## Set exercise
Report every line in the rows below that contains the word "shutter", and copy each one in full.

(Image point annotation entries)
'''

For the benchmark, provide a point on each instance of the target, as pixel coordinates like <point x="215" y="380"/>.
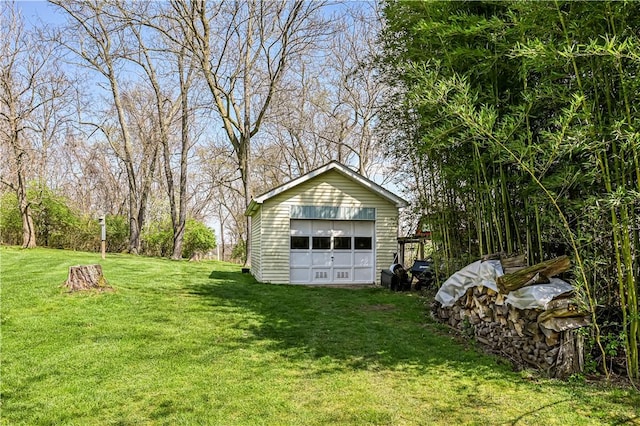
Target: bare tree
<point x="244" y="49"/>
<point x="98" y="38"/>
<point x="33" y="88"/>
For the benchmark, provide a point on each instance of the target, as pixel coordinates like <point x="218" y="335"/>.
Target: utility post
<point x="103" y="235"/>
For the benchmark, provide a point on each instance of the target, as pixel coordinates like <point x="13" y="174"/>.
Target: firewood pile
<point x="508" y="321"/>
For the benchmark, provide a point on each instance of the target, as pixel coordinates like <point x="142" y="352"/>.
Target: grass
<point x="202" y="343"/>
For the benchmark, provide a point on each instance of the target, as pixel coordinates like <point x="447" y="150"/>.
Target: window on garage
<point x="342" y="243"/>
<point x="363" y="243"/>
<point x="299" y="243"/>
<point x="321" y="243"/>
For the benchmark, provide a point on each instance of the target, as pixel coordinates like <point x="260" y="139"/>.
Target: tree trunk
<point x="86" y="277"/>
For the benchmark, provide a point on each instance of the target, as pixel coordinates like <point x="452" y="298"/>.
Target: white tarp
<point x="539" y="295"/>
<point x="476" y="274"/>
<point x="485" y="274"/>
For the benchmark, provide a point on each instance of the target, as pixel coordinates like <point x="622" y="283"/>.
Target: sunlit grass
<point x="202" y="343"/>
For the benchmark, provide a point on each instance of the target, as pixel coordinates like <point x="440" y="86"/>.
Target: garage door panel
<point x="321" y="259"/>
<point x="300" y="259"/>
<point x="335" y="252"/>
<point x="300" y="227"/>
<point x="363" y="259"/>
<point x="300" y="275"/>
<point x="342" y="274"/>
<point x="363" y="229"/>
<point x="342" y="259"/>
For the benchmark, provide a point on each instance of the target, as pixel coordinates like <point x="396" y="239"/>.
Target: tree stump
<point x="86" y="277"/>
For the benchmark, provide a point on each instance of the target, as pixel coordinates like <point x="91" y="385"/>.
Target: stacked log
<point x="528" y="337"/>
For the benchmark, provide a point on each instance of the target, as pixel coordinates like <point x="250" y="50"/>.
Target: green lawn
<point x="201" y="343"/>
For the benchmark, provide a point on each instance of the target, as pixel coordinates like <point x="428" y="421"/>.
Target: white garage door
<point x="332" y="252"/>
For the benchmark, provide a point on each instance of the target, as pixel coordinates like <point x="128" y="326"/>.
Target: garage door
<point x="332" y="252"/>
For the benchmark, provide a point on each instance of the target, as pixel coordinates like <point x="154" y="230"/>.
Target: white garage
<point x="330" y="226"/>
<point x="324" y="251"/>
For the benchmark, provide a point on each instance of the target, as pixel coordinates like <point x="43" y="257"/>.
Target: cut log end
<point x="86" y="277"/>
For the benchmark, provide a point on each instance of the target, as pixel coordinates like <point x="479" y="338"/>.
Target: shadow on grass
<point x="368" y="328"/>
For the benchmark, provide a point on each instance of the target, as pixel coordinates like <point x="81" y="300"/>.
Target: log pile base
<point x="86" y="277"/>
<point x="546" y="340"/>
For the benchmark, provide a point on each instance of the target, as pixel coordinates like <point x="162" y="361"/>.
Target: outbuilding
<point x="329" y="226"/>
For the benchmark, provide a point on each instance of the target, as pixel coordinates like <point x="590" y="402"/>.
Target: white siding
<point x="328" y="189"/>
<point x="256" y="245"/>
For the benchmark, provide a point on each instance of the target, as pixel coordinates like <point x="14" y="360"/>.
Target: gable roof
<point x="333" y="165"/>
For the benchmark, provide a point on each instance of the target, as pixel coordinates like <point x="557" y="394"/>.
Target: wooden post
<point x="103" y="236"/>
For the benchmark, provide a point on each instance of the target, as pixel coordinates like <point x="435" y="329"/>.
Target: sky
<point x="35" y="11"/>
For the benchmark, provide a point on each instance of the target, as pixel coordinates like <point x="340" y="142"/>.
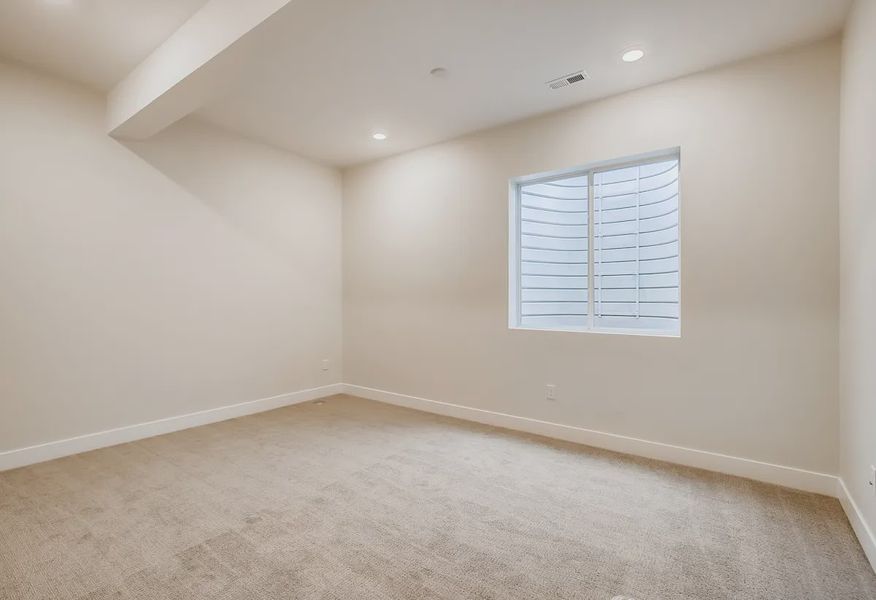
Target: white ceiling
<point x="328" y="73"/>
<point x="335" y="70"/>
<point x="96" y="42"/>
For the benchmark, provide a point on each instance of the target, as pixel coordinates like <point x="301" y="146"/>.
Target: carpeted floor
<point x="352" y="499"/>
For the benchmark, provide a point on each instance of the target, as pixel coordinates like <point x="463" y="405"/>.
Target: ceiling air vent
<point x="569" y="79"/>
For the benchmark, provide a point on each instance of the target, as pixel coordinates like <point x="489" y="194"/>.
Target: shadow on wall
<point x="266" y="194"/>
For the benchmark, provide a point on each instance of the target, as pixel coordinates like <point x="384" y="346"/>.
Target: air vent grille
<point x="567" y="80"/>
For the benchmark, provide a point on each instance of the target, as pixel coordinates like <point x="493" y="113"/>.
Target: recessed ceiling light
<point x="633" y="55"/>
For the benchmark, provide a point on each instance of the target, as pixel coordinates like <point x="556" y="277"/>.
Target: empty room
<point x="437" y="299"/>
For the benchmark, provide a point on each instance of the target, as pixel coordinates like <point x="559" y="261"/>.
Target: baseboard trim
<point x="800" y="479"/>
<point x="859" y="524"/>
<point x="21" y="457"/>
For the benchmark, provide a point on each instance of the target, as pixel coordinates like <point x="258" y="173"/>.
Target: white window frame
<point x="514" y="240"/>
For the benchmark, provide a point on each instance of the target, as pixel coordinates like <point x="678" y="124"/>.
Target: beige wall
<point x="192" y="271"/>
<point x="754" y="374"/>
<point x="858" y="259"/>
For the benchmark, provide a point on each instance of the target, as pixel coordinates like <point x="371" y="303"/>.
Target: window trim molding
<point x="514" y="239"/>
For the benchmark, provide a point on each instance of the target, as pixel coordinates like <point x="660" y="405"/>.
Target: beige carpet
<point x="353" y="499"/>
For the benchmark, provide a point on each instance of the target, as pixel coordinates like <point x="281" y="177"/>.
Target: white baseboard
<point x="33" y="454"/>
<point x="791" y="477"/>
<point x="856" y="518"/>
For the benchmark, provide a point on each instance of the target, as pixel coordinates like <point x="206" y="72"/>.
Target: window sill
<point x="636" y="332"/>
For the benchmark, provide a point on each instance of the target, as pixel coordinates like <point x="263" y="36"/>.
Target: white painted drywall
<point x="139" y="282"/>
<point x="754" y="373"/>
<point x="858" y="260"/>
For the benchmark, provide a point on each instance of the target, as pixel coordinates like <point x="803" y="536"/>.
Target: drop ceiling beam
<point x="207" y="52"/>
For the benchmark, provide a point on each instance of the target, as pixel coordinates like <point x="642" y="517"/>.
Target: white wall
<point x="192" y="271"/>
<point x="754" y="374"/>
<point x="858" y="262"/>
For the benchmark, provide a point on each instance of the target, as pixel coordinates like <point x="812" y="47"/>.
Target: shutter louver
<point x="636" y="248"/>
<point x="553" y="253"/>
<point x="598" y="249"/>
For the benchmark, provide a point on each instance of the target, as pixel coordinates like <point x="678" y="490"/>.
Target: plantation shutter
<point x="553" y="243"/>
<point x="636" y="248"/>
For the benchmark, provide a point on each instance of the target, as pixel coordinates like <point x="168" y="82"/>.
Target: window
<point x="627" y="212"/>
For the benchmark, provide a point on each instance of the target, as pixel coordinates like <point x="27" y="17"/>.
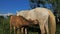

'''

## Worked answer
Target: shutter louver
Target: plantation shutter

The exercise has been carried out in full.